__Work order 1__:
Give again the stretch of the k-means forum thread from "and if you have" through "(including the initialization!!!)".
__Work order 2__:
In one to three sentences, explain why the k-means forum thread advises running the clustering with several different initializations.
__Work order 3__:
Pick up the forum thread about differing k-means results in two tools where it stops, and add a further reply.

I have the same dataset for k-mean clustering. I have applied same algorithm on the same dataset using two different tool (weka and rapidminer). I have got different cluster? Which one should I use? Your suggestions are welcome?
It sounds like an initialization issue. K-means generally needs some initial cluster assignment or set of cluster centers to start with. The two differing results might hence likely be two local minima of the function (minimal distances to class means) that k-means optimizes. If source of the two algorithms are available, you might want to check this more thoroughly.
You should prefer the one that suits you and your data best. Unfortunately, there is usually no a priori preference to be made.
The result of a K-means clustering run can depend on the setting of the first centroids (initialization).
Therefore, it is good habit to run k-means clustering with different initializations. Either using a pure random setting of the first centroids, or a subset of the training data.
In both cases, same SEED for the random generator MUST yield the same result.
When you start the k-means clustering with different initializations,
how many different results do you get?
and if you have enough time, it is possible to find out which of these solutions is occuring more often?
e.g. if only two different clusterings occur, and one of them occurs in 80% of the runs, and the other in only 20%, you have an idea of the size of the local minima.
Since i am not familiar with the tools ((weka and rapidminer) i do not know, if you can set the initialization explicitly.
If both tools get the same init, and the same data, the results MUST be identical.
If not at least one of the results is questionable, and you would have to compare it to an implementation where you have access to all parameter settings (including the initialization!!!)
As other people have said, the initialization is the issue. K-means++ can help, but it depends on the data.

__Dataset extract__:
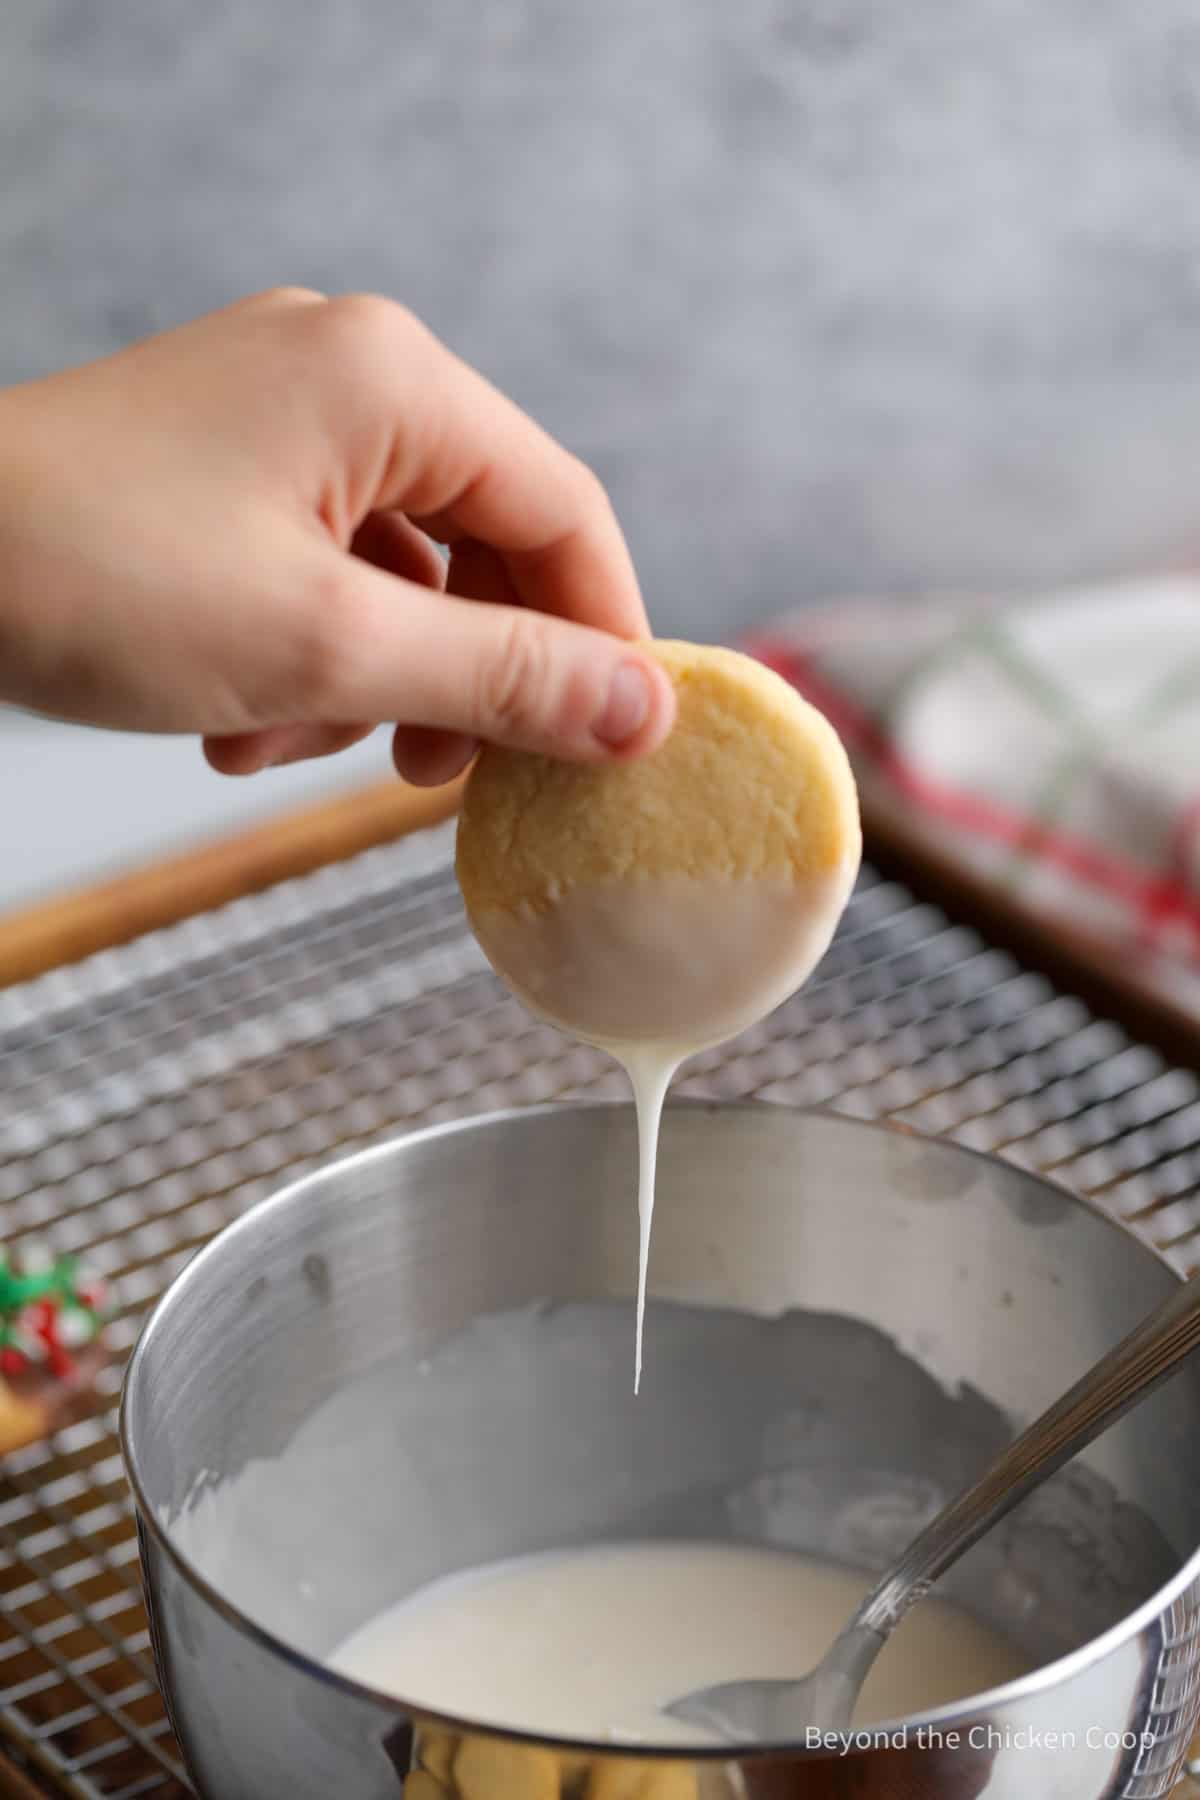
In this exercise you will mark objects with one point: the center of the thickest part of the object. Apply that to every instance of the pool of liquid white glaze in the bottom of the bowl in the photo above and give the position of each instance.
(593, 1642)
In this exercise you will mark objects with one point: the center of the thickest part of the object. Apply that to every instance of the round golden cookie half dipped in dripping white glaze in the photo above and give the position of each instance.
(677, 899)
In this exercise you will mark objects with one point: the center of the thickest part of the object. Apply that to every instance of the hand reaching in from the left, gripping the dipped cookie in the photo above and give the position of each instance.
(229, 530)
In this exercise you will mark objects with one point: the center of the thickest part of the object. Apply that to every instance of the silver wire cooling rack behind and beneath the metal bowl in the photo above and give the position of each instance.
(152, 1093)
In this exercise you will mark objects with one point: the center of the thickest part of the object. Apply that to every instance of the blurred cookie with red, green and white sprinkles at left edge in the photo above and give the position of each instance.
(51, 1344)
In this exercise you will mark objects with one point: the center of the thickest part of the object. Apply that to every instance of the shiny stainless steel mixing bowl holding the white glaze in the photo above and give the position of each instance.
(422, 1358)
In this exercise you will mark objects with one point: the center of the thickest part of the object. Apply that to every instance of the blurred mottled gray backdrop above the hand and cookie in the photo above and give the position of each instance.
(837, 294)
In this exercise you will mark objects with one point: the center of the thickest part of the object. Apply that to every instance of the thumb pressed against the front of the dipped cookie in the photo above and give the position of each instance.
(503, 674)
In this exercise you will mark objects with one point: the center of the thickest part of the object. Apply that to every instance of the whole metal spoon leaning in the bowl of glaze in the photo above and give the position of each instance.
(827, 1696)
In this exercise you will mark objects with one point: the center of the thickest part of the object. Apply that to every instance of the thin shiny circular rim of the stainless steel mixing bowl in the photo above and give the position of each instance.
(949, 1716)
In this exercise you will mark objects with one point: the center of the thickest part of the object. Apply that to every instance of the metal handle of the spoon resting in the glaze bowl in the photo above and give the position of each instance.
(1143, 1360)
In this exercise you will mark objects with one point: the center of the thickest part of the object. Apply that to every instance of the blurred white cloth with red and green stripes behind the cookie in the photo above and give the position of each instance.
(1050, 746)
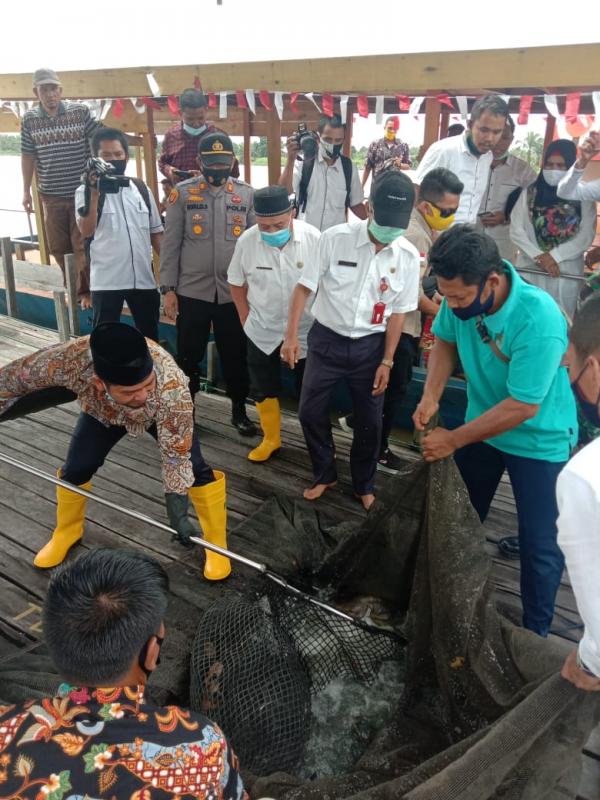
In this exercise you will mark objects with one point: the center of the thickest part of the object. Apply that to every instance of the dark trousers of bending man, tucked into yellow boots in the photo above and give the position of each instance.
(92, 442)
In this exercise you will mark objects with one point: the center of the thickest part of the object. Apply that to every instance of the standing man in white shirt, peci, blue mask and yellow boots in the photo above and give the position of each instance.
(268, 260)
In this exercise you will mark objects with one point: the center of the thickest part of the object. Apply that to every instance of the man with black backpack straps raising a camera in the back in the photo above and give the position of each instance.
(326, 184)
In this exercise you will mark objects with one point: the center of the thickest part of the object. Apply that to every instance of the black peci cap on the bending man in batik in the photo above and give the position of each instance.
(120, 354)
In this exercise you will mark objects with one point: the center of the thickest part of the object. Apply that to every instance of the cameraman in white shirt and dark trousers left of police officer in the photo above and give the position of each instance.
(120, 228)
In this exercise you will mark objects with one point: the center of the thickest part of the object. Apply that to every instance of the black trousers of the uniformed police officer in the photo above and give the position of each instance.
(193, 329)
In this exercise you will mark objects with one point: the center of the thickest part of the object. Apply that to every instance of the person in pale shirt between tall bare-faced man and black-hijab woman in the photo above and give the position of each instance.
(507, 173)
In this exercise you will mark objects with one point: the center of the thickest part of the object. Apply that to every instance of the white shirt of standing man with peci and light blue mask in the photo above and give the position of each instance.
(271, 274)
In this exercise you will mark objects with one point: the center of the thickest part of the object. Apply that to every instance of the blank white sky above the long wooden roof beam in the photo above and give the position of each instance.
(70, 34)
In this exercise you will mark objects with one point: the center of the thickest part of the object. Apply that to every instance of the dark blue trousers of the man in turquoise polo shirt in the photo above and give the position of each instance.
(534, 487)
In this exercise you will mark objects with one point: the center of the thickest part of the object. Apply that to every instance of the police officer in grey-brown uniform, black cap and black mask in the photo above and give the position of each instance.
(206, 215)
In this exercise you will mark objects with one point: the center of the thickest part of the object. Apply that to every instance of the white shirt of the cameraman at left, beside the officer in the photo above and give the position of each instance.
(121, 250)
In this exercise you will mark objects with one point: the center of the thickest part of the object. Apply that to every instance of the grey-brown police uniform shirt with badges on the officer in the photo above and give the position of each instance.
(201, 231)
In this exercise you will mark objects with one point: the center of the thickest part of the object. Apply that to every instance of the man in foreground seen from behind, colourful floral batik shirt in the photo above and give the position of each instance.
(100, 737)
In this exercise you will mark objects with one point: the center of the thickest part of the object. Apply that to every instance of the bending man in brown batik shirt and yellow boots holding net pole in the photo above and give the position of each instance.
(124, 384)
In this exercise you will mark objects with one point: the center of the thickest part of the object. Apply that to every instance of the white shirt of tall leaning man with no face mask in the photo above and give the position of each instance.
(453, 153)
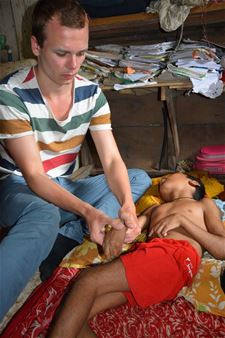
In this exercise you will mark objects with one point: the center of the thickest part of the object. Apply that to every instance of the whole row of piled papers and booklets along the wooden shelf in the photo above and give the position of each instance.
(139, 65)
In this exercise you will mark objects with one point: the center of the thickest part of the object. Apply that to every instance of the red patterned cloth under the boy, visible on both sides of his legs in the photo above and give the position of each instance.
(176, 318)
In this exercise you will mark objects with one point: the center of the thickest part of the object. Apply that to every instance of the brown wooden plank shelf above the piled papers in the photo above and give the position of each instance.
(141, 27)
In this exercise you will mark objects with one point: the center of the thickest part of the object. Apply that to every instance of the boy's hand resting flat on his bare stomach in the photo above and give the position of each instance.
(166, 224)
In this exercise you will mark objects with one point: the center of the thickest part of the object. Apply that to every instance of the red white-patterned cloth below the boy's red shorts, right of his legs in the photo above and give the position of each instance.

__Exercise answer 1__:
and if you have enough time, it is possible to find out which of these solutions is occuring more often?
e.g. if only two different clusterings occur, and one of them occurs in 80% of the runs, and the other in only 20%, you have an idea of the size of the local minima.
Since i am not familiar with the tools ((weka and rapidminer) i do not know, if you can set the initialization explicitly.
If both tools get the same init, and the same data, the results MUST be identical.
If not at least one of the results is questionable, and you would have to compare it to an implementation where you have access to all parameter settings (including the initialization!!!)

__Exercise answer 2__:
The outcome of a k-means run can depend on where the first centroids are placed. Trying different initializations, either random centroids or a subset of the training data, shows how many different results occur and how often each one appears.

__Exercise answer 3__:
In general, you might want to apply the following approach:
1. run the clustering algorithm multiple times and produce a sequence of possible clustering assignments
2. evaluate each final clustering configuration based on some clustering quality index. Commonly used is Silhouette index, though there are more: Rand index, Isolation index, Dunn index, Davies-Bouldin index, etc. (as well as the mean squared error and possibly entropy if the data is labeled)
3. select the clustering configuration that has the best quality, according to the index of your choice
As almost everyone pointed out, it's an initialization issue (mostly due to different initial random seeds used to select the initial centers), and since K-Means is an algorithm that attempts to minimize the sum of square distances of each point to its assigned centroid (MSSC), if that happens to be your clustering criterion, then you should choose the clustering that produced the minimal SSE score. If your k (the number of clusters in your problem) is relatively large (>=50) and your data-set is high-dimensional (>=10), then it is extremely likely that any version of K-Means that you used (even after many repetitions) is very far from the true optimal SSE score. In such a case, you should combine the results of all your clusterings (from WEKA or RAPIDMINER or whatever other tool) using the method described in the following paper: Christou, I.T. (2011) "Coordination of Cluster Ensembles via Exact Methods", IEEE Transactions on Pattern Analysis and Machine Intelligence, 33(2)279-293.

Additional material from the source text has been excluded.